EXERCISE TASK — Translate this sentence from the excerpt below on works of art and mere real things into Spanish: "It was a painting of the Israelites crossing the Red Sea."

TEXT SECTION —
= = = = = = =

9  Works of Art and Mere Real Things

Arthur C. Danto

 

 

 

 

Excerpted from The Transfiguration of the Commonplace: A Philosophy of Art by Arthur C. Danto, Cambridge, MA: Harvard University Press. Copyright © 1981 by Arthur C. Danto. Reprinted by permission of the publisher.

Let us consider a painting once described by the Danish wit, Sören Kierkegaard. It was a painting of the Israelites crossing the Red Sea. Looking at it, one would have seen something very different from what a painting with that subject would have led one to expect, were one to imagine, for example, what an artist like Poussin or Altdoerfer would have painted: troops of people, in various postures of panic, bearing the burdens of their dislocated lives, and in the distance the horsed might of the Egyptian forces bearing down. Here, instead, was a square of red paint, the artist explaining that “The Israelites had already crossed over, and the Egyptians were drowned.” Kierkegaard comments that the result of his life is like that painting. All the spiritual turmoil, the father cursing God on the heath, the rupture with Regina Olsen, the inner search for Christian meaning, the sustained polemics of an agonized soul, meld in the end, as in the echoes of the Marabar Caves, into “a mood, a single color.”

So next to Kierkegaard’s described painting let us place another, exactly like it, this one, let us suppose, by a Danish portraitist who, with immense psychological penetration, has produced a work called Kierkegaard’s Mood. And let us, in this vein, imagine a whole set of red rectangles, one next to the other. Beside these two, and resembling each as much as they resemble one another (exactly), we shall place Red Square, a clever bit of Moscow landscape. Our next work is a minimalist exemplar of geometrical art which, as it happens, has the same title, Red Square. Now comes Nirvana. It is a metaphysical painting based on the artist’s knowledge that the Nirvanic and Samsara orders are identical, and that the Samsara world is fondly called the Red Dust by its deprecators. Now we must have a still-life executed by an embittered disciple of Matisse, called Red Table Cloth; we may allow the paint to be somewhat more thinly applied in this case. Our next object is not really an artwork, merely a canvas grounded in red lead, upon which, had he lived to execute it, Giorgione would have painted his unrealized masterwork Conversazione Sacra. It is a red surface which, though hardly an artwork, is not without art-historical interest, since Giorgione himself laid the ground on it. Finally, I shall place a surface painted, though not grounded, in red lead: a mere artifact I exhibit as something whose philosophical interest consists solely in the fact that it is not a work of art, and that its only art-historical interest is the fact that we are considering it at all: It is just a thing, with paint upon it.

This completes my exhibition. The catalogue for it, which is in full color, would be monotonous, since everything illustrated looks the same as everything else, even though the reproductions are of paintings that belong to such diverse genres as historical painting, psychological portraiture, landscape, geometrical abstraction, religious art, and still-life. It also contains pictures of something from the workshop of Giorgione, as well as of something that is a mere thing, with no pretense whatsoever to the exalted status of art.

= = = = = = =

(Lines of data)
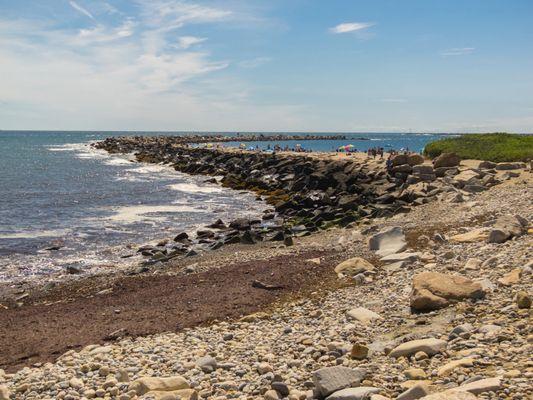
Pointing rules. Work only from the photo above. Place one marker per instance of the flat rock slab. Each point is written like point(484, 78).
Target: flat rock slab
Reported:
point(473, 236)
point(430, 346)
point(481, 386)
point(362, 315)
point(434, 290)
point(388, 241)
point(450, 395)
point(416, 392)
point(360, 393)
point(353, 266)
point(401, 257)
point(332, 379)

= = = = = = =

CORRECT RESULT — Era una pintura de los israelitas cruzando el mar Rojo.